TASK REQUIREMENTS:
1. Return the passage given, copied verbatim, from "It has been" to "shorter next post.".
2. In the passage given, what must the writer wear when walking around?
[START PASSAGE GIVEN]
In a word, I was exuberant. I don’t think that I have ever felt so relieved in my life. I spent the entire drive home talking with mom about the incredible providence that God had shown by leading us to the right doctor. I also called all those whom I’d ask to pray earlier in the day to relate the news.
As I write this, I am getting ready to do another round of ice to cut down on the swelling that still covers the right side of my ankle. Today I have my first rehab session and tonight I’m going to try to get on the erg for a light piece, though I do not expect to be able to row full strokes because of my limited flexibility. The doctor’s office gave me an air cast that I have to wear when I’m walking around, but I can retire the crutches unless I am in significant pain. I also have a prescription for Vicoden from my night at the ER, but I don’t plan on filling it since I’m sure it would not look good on my drug test in August and since I’m not in that much pain, anyway.
It has been an eventful 36 hours, and I’m thankful that God has taken care of me. As I see it, this just adds another layer of complexity to my challenge, and I’m not concerned about it. I know that, of all the boats in the world, I am on the one that will be the least likely to over react to a sprained ankle. Something tells me that my two amputee team mates really won’t have too much pity for me.
All right, I’ve written too much already. I’ll keep it shorter next post.

6.19.2006

June 19, 2006 - Done with Week 1

Looking ahead, it’s amazing how little time we really have before performing on rowing’s biggest stage. If I was feeling a bit unmotivated at the beginning of the week, those sentiments have been washed away by a flood of reality that tells me that I’ve got a lot of work to do and not a lot of time to do it in. Accordingly, I have had a very focused week of training.
[END PASSAGE GIVEN]
[START EXCERPTED RECORDS]
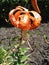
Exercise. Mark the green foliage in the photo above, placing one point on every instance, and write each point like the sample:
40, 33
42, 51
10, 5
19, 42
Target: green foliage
5, 58
7, 5
14, 56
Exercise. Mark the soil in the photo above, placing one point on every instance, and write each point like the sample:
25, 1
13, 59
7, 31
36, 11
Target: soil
40, 55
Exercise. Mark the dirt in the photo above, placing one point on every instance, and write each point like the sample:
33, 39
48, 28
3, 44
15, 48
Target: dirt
40, 55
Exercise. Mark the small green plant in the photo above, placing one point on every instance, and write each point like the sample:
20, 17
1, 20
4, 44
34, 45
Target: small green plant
5, 57
14, 56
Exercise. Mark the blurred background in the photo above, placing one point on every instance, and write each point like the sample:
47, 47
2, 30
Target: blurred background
7, 5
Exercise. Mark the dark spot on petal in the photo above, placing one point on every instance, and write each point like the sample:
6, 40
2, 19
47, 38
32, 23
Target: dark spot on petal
19, 18
31, 14
22, 9
16, 11
22, 13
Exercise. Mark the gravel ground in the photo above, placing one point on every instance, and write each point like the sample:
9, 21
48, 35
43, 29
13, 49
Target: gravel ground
[END EXCERPTED RECORDS]
SOLUTION SET:
1.
It has been an eventful 36 hours, and I’m thankful that God has taken care of me. As I see it, this just adds another layer of complexity to my challenge, and I’m not concerned about it. I know that, of all the boats in the world, I am on the one that will be the least likely to over react to a sprained ankle. Something tells me that my two amputee team mates really won’t have too much pity for me.
All right, I’ve written too much already. I’ll keep it shorter next post.

2. An air cast from the doctor's office.